[[ Given records, beginning ]]

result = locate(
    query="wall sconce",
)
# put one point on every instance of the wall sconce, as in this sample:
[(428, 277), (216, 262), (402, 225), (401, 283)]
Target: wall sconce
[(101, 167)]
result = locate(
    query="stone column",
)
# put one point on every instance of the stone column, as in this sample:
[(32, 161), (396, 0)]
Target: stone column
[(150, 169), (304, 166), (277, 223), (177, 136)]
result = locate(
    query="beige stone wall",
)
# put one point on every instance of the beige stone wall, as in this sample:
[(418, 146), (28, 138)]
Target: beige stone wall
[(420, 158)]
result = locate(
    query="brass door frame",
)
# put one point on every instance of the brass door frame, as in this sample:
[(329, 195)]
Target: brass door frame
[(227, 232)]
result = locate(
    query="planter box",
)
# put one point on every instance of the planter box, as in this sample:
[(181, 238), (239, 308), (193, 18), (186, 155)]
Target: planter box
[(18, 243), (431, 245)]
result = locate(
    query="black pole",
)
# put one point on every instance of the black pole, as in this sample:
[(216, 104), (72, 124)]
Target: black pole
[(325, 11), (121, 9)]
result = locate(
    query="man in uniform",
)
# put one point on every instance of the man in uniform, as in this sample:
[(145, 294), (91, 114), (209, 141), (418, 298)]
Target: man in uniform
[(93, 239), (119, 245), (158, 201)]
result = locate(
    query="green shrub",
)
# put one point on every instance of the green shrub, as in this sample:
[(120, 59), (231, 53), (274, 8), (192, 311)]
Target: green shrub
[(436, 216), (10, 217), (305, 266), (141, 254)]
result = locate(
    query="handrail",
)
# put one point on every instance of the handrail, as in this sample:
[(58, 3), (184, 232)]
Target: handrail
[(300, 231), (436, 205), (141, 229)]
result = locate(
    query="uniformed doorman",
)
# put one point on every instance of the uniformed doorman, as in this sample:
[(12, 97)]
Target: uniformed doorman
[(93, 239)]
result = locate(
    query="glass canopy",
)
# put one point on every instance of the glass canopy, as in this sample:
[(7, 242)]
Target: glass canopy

[[ Given records, end ]]

**Task description**
Copy out all lines above that include the string "canopy".

**Written solution**
    query="glass canopy",
# put one point on every instance of the glass canopy, as in this sample:
Target: glass canopy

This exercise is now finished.